* EXERCICE ÉCRIT A: Réécrivez sous forme de liste numérotée tout le passage des données qui va de la ligne contenant « Q: Point out the dark slope » jusqu'à la fin des données, ces deux bornes comprises, en omettant les lignes vides.

* EXTRAIT DU DOCUMENT:

⁂

2 - Mettre l’impact au cœur de sa stratégie de mécénat
Sans grande surprise, le processus de définition de sa posture en tant que mécène doit partir des besoins du tissu associatif et des bénéficiaires finaux à soutenir. D’une part, pour que la volonté d’accompagner ne devienne pas une surcharge pour les associations, comme cela peut parfois s’avérer être le cas dans le cadre de mécénat de compétences. D’autre part, parce qu’en partant des besoins d’un secteur, la fondation mécène pourra « questionner sa mission sociale et définir son rôle : qu’est-ce que l’on veut faire avec notre fondation ? Quel besoin social veut-on adresser ? », ajoute Octavie Baculard.
On retient donc qu’il faut vraiment « creuser les besoins pour écrire le bon cahier des charges, trouver les bons experts, penser le bon type d’accompagnement », remarque Virginie Commelin, Fondation Entreprendre.

⁂

* EXERCICE ÉCRIT B: Relevez, dans l'extrait sur le mécénat, tous les groupes nominaux construits avec l'adjectif « bon », quelle que soit sa forme.

⁂

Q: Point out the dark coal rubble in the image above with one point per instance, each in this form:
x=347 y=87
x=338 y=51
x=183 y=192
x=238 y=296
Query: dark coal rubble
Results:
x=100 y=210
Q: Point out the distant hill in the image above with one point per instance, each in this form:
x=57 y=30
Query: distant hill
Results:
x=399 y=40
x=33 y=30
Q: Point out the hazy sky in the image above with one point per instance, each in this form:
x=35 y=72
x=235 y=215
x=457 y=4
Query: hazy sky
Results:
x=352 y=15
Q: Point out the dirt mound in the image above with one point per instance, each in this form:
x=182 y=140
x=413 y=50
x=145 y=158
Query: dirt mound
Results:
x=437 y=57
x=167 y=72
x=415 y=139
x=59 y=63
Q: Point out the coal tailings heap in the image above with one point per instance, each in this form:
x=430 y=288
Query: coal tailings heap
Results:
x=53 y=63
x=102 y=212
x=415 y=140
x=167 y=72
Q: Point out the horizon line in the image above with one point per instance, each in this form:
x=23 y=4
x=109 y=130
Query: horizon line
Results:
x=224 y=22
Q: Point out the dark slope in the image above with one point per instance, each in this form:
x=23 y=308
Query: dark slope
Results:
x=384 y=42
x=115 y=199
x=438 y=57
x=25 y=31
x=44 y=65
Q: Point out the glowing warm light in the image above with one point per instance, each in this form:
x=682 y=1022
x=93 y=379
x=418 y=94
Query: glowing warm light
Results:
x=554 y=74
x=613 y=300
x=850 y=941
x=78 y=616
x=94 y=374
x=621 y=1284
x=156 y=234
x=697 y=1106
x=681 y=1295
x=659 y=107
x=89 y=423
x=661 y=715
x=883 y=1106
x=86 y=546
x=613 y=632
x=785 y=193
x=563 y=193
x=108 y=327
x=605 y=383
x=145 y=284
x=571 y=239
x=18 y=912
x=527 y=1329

⁂

* CORRIGÉ DÉTAILLÉ A:
1. Q: Point out the dark slope in the image above with one point per instance, each in this form:
2. x=23 y=308
3. Query: dark slope
4. Results:
5. x=384 y=42
6. x=115 y=199
7. x=438 y=57
8. x=25 y=31
9. x=44 y=65
10. Q: Point out the glowing warm light in the image above with one point per instance, each in this form:
11. x=682 y=1022
12. x=93 y=379
13. x=418 y=94
14. Query: glowing warm light
15. Results:
16. x=554 y=74
17. x=613 y=300
18. x=850 y=941
19. x=78 y=616
20. x=94 y=374
21. x=621 y=1284
22. x=156 y=234
23. x=697 y=1106
24. x=681 y=1295
25. x=659 y=107
26. x=89 y=423
27. x=661 y=715
28. x=883 y=1106
29. x=86 y=546
30. x=613 y=632
31. x=785 y=193
32. x=563 y=193
33. x=108 y=327
34. x=605 y=383
35. x=145 y=284
36. x=571 y=239
37. x=18 y=912
38. x=527 y=1329

* CORRIGÉ DÉTAILLÉ B: le bon cahier des charges ; les bons experts ; le bon type d'accompagnement